[[ DOCUMENT EXCERPT open ]]
It's quite simple. If it has not proven as viable and working, it's not medicine. Things that are considered part of the Integrative medicine model, such as Reiki, Homeopathy, acupuncture, and Natropathy are not medicine. They are pseudoscience. Yes, having a window makes a person feel better. But bundling these scams as medicine is pure fraud.
It's not simple, and a window doesn't make stroke patients feel better; it helps them heal faster and more completely. That's totally different. Medicine isn't science. Medicine often needs science to improve, but there's a lot about medicine that has little to do with science. Confusing the two only exposes a lack of understanding of both science and medicine.
You're wrong. Medicine is based off of science. If it weren't for science based medicine, for evidence based medicine, we would still be exorcising demons from mental patients, we would be bleeding people dry to balance their humors, and we would be imagining we had magical witch doctor powers and heal you by waving hands over you. The fact is simple. There has been absolutely zero evidence that anything in alternative medicine actually works. You know what we would call it if we found it worked? Medicine. The components of integrative medicine have made some disturbingly dangerous claims. Including curing cancer and autism with chiropractics. Including spreading lies about vaccinations and trying to claim something as useless as homeopathy is a suitable replacement. All alternative has to do is prove it works. Which it can't under replicable scientific double-blind conditions.
Like I said, medicine advances through science and observation. That doesn't make science and medicine equivalent. Griping about specific claims made by some charlatans doesn't make me wrong. And it certainly doesn't mean that there aren't charlatans in traditional medicine either. The limitations of science-based medicine are well documented, and science-based medicine is often impractical or not applicable for many complex reasons. Asserting that it's "simple" betrays a deep lack of understanding of how medicine works. Not everything is quantifiable, and people aren't numbers on a page; we're subtle, complex, and emotive. Care providers (good ones, anyway) have a deep understanding of this.
[[ DOCUMENT EXCERPT closed ]]
#### [EXERCISE 1]
Answer these questions about the medicine debate:
(a) According to the second post, what does a window do for stroke patients?
(b) According to the third post, which two conditions have been claimed as cured with chiropractics?
(c) In the fourth post, which three words describe people?
#### [EXERCISE 2]
Transcribe the passage of the medicine debate starting at "It's quite simple." and ending at "is pure fraud.".
Use only the medicine debate above.
[[ DATA LISTING open ]]
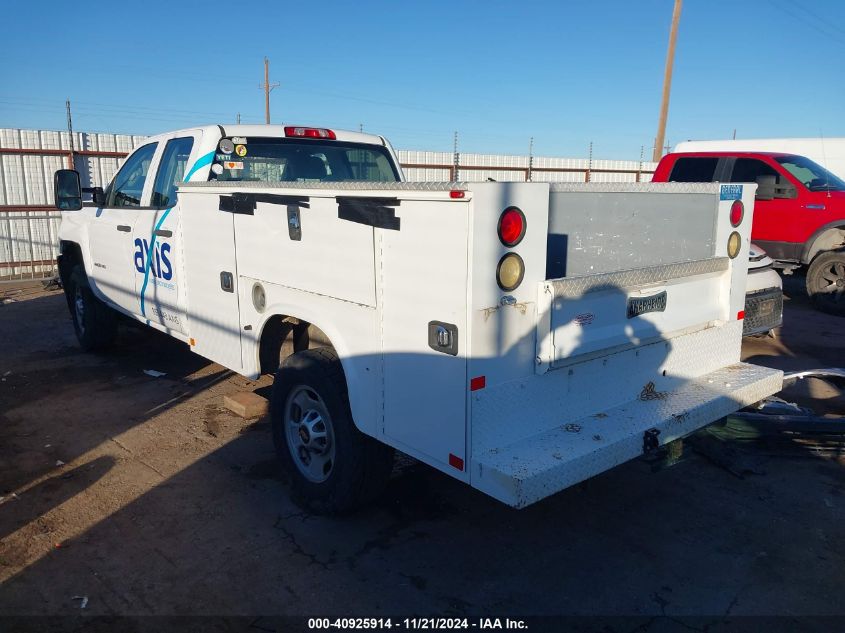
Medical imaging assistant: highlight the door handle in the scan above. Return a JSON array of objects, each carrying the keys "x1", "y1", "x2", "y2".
[{"x1": 220, "y1": 270, "x2": 235, "y2": 292}]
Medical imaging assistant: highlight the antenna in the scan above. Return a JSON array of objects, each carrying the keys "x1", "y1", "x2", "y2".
[
  {"x1": 258, "y1": 57, "x2": 279, "y2": 125},
  {"x1": 819, "y1": 128, "x2": 831, "y2": 198},
  {"x1": 65, "y1": 99, "x2": 74, "y2": 169}
]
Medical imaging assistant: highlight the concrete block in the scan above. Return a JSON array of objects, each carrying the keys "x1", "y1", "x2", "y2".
[{"x1": 223, "y1": 391, "x2": 270, "y2": 419}]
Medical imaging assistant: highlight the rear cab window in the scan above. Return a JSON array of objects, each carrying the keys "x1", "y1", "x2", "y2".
[
  {"x1": 151, "y1": 136, "x2": 194, "y2": 209},
  {"x1": 105, "y1": 143, "x2": 158, "y2": 208},
  {"x1": 669, "y1": 156, "x2": 719, "y2": 182},
  {"x1": 209, "y1": 137, "x2": 399, "y2": 182}
]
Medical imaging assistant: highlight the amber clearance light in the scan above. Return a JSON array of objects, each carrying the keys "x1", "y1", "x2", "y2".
[{"x1": 496, "y1": 253, "x2": 525, "y2": 292}]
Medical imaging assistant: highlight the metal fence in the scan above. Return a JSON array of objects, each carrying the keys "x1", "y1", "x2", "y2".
[{"x1": 0, "y1": 128, "x2": 656, "y2": 283}]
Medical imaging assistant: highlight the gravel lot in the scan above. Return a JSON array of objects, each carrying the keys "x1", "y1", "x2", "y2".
[{"x1": 0, "y1": 279, "x2": 845, "y2": 618}]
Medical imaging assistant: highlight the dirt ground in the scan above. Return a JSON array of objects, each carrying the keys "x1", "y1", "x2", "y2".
[{"x1": 0, "y1": 280, "x2": 845, "y2": 619}]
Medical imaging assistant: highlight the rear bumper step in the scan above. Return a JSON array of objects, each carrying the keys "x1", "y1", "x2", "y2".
[{"x1": 471, "y1": 363, "x2": 783, "y2": 508}]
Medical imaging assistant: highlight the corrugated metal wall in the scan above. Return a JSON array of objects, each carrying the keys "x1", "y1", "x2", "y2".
[
  {"x1": 0, "y1": 128, "x2": 144, "y2": 278},
  {"x1": 0, "y1": 128, "x2": 655, "y2": 279}
]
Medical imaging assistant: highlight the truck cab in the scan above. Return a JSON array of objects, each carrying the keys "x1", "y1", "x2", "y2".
[{"x1": 652, "y1": 151, "x2": 845, "y2": 315}]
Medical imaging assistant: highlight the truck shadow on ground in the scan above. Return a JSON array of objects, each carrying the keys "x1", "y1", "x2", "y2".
[{"x1": 0, "y1": 282, "x2": 845, "y2": 619}]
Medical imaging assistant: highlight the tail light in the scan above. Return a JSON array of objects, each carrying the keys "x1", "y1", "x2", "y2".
[
  {"x1": 285, "y1": 127, "x2": 337, "y2": 141},
  {"x1": 496, "y1": 253, "x2": 525, "y2": 292},
  {"x1": 728, "y1": 231, "x2": 742, "y2": 259},
  {"x1": 730, "y1": 200, "x2": 745, "y2": 226},
  {"x1": 498, "y1": 207, "x2": 526, "y2": 248}
]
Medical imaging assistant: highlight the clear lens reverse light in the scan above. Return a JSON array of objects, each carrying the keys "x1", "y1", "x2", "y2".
[
  {"x1": 252, "y1": 284, "x2": 267, "y2": 312},
  {"x1": 731, "y1": 200, "x2": 745, "y2": 226},
  {"x1": 728, "y1": 231, "x2": 742, "y2": 259}
]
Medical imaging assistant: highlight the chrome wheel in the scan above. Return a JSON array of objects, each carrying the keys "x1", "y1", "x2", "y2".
[
  {"x1": 284, "y1": 385, "x2": 335, "y2": 483},
  {"x1": 73, "y1": 286, "x2": 85, "y2": 334}
]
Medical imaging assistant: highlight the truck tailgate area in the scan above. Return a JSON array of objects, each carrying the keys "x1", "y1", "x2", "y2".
[{"x1": 471, "y1": 363, "x2": 783, "y2": 508}]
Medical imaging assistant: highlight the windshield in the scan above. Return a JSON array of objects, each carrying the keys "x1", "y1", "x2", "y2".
[
  {"x1": 210, "y1": 137, "x2": 399, "y2": 182},
  {"x1": 775, "y1": 156, "x2": 845, "y2": 191}
]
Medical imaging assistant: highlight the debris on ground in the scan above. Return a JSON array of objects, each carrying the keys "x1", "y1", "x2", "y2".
[
  {"x1": 41, "y1": 275, "x2": 62, "y2": 290},
  {"x1": 223, "y1": 391, "x2": 270, "y2": 419}
]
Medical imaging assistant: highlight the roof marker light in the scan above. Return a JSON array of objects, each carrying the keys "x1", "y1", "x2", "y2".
[
  {"x1": 285, "y1": 126, "x2": 337, "y2": 141},
  {"x1": 449, "y1": 453, "x2": 464, "y2": 470}
]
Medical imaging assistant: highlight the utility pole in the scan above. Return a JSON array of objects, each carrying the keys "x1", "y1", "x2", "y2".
[
  {"x1": 65, "y1": 99, "x2": 75, "y2": 169},
  {"x1": 652, "y1": 0, "x2": 683, "y2": 163},
  {"x1": 526, "y1": 136, "x2": 534, "y2": 182},
  {"x1": 258, "y1": 57, "x2": 279, "y2": 125},
  {"x1": 452, "y1": 130, "x2": 461, "y2": 182}
]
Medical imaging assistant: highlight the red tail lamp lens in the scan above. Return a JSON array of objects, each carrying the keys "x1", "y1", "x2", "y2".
[
  {"x1": 499, "y1": 207, "x2": 525, "y2": 247},
  {"x1": 731, "y1": 200, "x2": 745, "y2": 226}
]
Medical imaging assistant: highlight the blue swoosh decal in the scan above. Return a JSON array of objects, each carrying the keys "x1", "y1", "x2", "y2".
[{"x1": 141, "y1": 152, "x2": 214, "y2": 317}]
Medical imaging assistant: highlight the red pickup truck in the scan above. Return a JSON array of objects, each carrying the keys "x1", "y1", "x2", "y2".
[{"x1": 652, "y1": 152, "x2": 845, "y2": 316}]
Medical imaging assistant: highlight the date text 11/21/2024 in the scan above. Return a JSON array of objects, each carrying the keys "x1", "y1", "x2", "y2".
[{"x1": 308, "y1": 617, "x2": 528, "y2": 630}]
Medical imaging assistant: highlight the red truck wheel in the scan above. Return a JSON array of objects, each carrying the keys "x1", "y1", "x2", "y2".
[{"x1": 807, "y1": 249, "x2": 845, "y2": 316}]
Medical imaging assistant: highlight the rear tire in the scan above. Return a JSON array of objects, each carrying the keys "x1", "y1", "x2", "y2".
[
  {"x1": 65, "y1": 264, "x2": 117, "y2": 352},
  {"x1": 270, "y1": 347, "x2": 393, "y2": 514},
  {"x1": 807, "y1": 249, "x2": 845, "y2": 316}
]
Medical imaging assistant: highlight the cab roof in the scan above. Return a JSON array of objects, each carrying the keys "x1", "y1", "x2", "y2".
[
  {"x1": 666, "y1": 150, "x2": 797, "y2": 158},
  {"x1": 149, "y1": 123, "x2": 387, "y2": 146}
]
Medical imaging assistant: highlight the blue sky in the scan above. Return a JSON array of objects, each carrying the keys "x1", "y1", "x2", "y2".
[{"x1": 0, "y1": 0, "x2": 845, "y2": 160}]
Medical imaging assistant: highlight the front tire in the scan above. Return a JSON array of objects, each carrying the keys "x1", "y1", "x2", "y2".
[
  {"x1": 807, "y1": 249, "x2": 845, "y2": 316},
  {"x1": 65, "y1": 264, "x2": 117, "y2": 352},
  {"x1": 270, "y1": 347, "x2": 393, "y2": 514}
]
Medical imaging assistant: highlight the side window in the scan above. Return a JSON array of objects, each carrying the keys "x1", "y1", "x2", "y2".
[
  {"x1": 731, "y1": 158, "x2": 781, "y2": 184},
  {"x1": 152, "y1": 136, "x2": 194, "y2": 209},
  {"x1": 669, "y1": 157, "x2": 719, "y2": 182},
  {"x1": 106, "y1": 143, "x2": 158, "y2": 207}
]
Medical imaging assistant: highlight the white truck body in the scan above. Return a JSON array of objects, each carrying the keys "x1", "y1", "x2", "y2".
[
  {"x1": 674, "y1": 137, "x2": 845, "y2": 178},
  {"x1": 60, "y1": 126, "x2": 782, "y2": 507}
]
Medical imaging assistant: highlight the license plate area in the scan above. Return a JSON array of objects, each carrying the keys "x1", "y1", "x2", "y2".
[{"x1": 627, "y1": 290, "x2": 668, "y2": 319}]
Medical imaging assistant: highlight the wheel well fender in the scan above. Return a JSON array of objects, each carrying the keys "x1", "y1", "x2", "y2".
[
  {"x1": 247, "y1": 305, "x2": 381, "y2": 435},
  {"x1": 801, "y1": 226, "x2": 845, "y2": 264}
]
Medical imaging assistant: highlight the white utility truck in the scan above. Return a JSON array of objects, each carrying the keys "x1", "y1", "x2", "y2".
[{"x1": 51, "y1": 125, "x2": 782, "y2": 512}]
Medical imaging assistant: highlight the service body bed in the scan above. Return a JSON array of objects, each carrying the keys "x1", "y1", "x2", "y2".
[{"x1": 165, "y1": 182, "x2": 781, "y2": 507}]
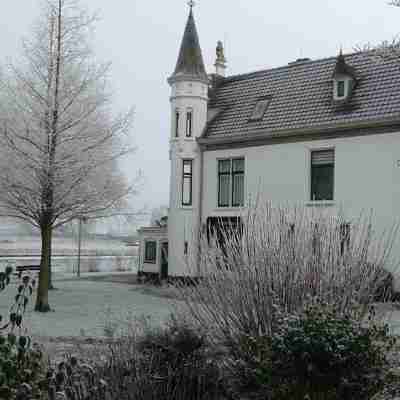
[[ DATA LISTING closed ]]
#### [WRITTEN SOLUTION 1]
(a) It helps them heal faster and more completely.
(b) Cancer and autism.
(c) Subtle, complex, and emotive.

#### [WRITTEN SOLUTION 2]
It's quite simple. If it has not proven as viable and working, it's not medicine. Things that are considered part of the Integrative medicine model, such as Reiki, Homeopathy, acupuncture, and Natropathy are not medicine. They are pseudoscience. Yes, having a window makes a person feel better. But bundling these scams as medicine is pure fraud.